# DOCUMENT SEGMENT
%%

Parliamentary elections were held in Latvia on 6 October 2018. Following the elections, a coalition government was formed by Who owns the state?, the New Conservative Party, Development/For!, the National Alliance and New Unity. Despite being from the smallest elected party, Arturs Krišjānis Kariņš of New Unity was chosen as Prime Minister.

Background
The 2014 elections saw Social Democratic Party "Harmony" emerge as the largest party. Although the largest party, Harmony has not participated in the government. A coalition was formed by Unity, the Union of Greens and Farmers and the National Alliance with Laimdota Straujuma as Prime Minister. On 7 December 2015 she resigned after increasing tensions within the ruling coalition. Following her resignation and several scandals around the Unity leader Solvita Āboltiņa, opinion polls showed a rapid decrease of support for Unity. On 13 January 2016 Māris Kučinskis of the Union of Greens and Farmers was nominated to be the next Prime Minister by President Raimonds Vējonis. His government was approved by the Saeima on 11 February.

Electoral system
The 100 members of the Saeima are elected by open list proportional representation from five multi-member constituencies (Kurzeme, Latgale, Riga (in which overseas votes are counted), Vidzeme and Zemgale) between 13 and 32 seats in size. Seats are allocated using the Sainte-Laguë method with a national electoral threshold of 5%.

Electoral alliances
The Movement For!, Latvian Development and Growth parties contested the election as the Development/For! alliance, formed on 20 April 2018.

The Social Democratic Workers' Party, the Christian Democratic Union and  contested the election as the SKG Alliance electoral list, the memorandum of which was signed by the leaders of the parties on 28 March 2018.

The long-standing alliance of the Latvian Farmers' Union and the Green Party (in cooperation with the regional For Latvia and Ventspils and Liepāja Party) continued.

%%

Data lines
%%

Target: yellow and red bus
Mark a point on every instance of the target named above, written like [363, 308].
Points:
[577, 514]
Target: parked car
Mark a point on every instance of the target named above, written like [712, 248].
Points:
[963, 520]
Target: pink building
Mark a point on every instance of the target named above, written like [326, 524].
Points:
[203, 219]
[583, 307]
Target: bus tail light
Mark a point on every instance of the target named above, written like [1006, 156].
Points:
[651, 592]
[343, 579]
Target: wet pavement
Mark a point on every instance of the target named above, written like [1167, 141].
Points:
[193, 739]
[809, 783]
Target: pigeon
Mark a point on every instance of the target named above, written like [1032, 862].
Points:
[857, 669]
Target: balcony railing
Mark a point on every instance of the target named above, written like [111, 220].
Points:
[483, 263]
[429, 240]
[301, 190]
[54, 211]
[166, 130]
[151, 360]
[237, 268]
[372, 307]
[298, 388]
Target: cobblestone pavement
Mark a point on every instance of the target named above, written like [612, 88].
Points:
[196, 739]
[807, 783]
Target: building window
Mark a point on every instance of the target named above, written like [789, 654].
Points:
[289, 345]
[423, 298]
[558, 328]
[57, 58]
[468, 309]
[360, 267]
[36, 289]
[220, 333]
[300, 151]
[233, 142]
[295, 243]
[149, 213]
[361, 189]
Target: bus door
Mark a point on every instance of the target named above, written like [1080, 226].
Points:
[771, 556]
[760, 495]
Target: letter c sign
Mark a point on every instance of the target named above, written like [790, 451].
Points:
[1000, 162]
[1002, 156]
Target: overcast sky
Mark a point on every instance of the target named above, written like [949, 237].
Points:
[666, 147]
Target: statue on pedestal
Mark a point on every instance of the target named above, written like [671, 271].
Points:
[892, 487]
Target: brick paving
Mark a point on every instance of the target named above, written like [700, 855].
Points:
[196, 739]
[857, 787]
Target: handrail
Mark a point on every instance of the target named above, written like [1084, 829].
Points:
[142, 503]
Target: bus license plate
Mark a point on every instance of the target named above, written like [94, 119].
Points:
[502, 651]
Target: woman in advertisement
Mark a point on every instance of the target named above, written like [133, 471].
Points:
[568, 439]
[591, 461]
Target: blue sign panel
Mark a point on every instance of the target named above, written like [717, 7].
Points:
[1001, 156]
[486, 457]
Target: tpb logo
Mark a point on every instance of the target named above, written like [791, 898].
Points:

%%

# STATED GOAL
Carry on the account of Latvia's 2018 parliamentary election from where it stops. The entries are not needed for anything here.

# EXERCISE ANSWER
Unity formed an association in April 2018 with several regional parties under the New Unity alliance. The involved parties are the Kuldīga County Party, For Valmiera and Vidzeme and  parties, joined by the Jēkabpils Regional Party. The Latgale Party, after a period of consideration, joined the alliance in July, although its Daugavpils chapter allied itself with The Progressives. The Progressives and Movement For! declined invitations to join the list.

Disqualifications
The Central Election Commission of Latvia used its powers to remove eight candidates from submitted lists. It did so after receiving notification from the Interior Ministry that the individuals in question were disqualified from election to the Saeima under the country's election law. The eight candidates were Aivars Zablockis and Nikolajs Žeļezņakovs (Eurosceptic Action Party), Zigfrīds Laicāns and Valdis Taupmanis (For Alternative), Edgars Krūmiņš (Latvian Association of Regions), Katrīna Brandala (The Progressives), Aivars Silinieks (Latvian Centrist Party) and Tatjana Ždanoka (Latvian Russian Union). Ždanoka has been barred in the past as Latvian courts have found that she was a member of the Communist Party of Latvia after 31 January 1991, making her ineligible. The Election Commission additionally sought information from the Security Police and the Constitution Protection Bureau to confirm her ineligibility.

Prime Minister candidates

Leading candidate by constituency

Other parties

 United for Latvia – on 17 May 2018 party leader Inese Muhamberga announced that the party will not run in the elections.
 Latvian Socialist Party – has not submitted a separate electoral list, instead urging "Latvian workers" to "vote politically bankrupt politicians out of office". Its alliance with Harmony was dissolved in 2014, although some of its members or supporters have continued to run as candidates from Harmony.

Opinion polls

Graphical summary

Results

Aftermath
Political leaders met on 18 October with the president Raimonds Vējonis. Although they failed to agree on a name for a Prime Minister, they reiterated their intention to form a coalition government and to exclude Harmony from any coalition, even if it required forming a coalition of five or six parties.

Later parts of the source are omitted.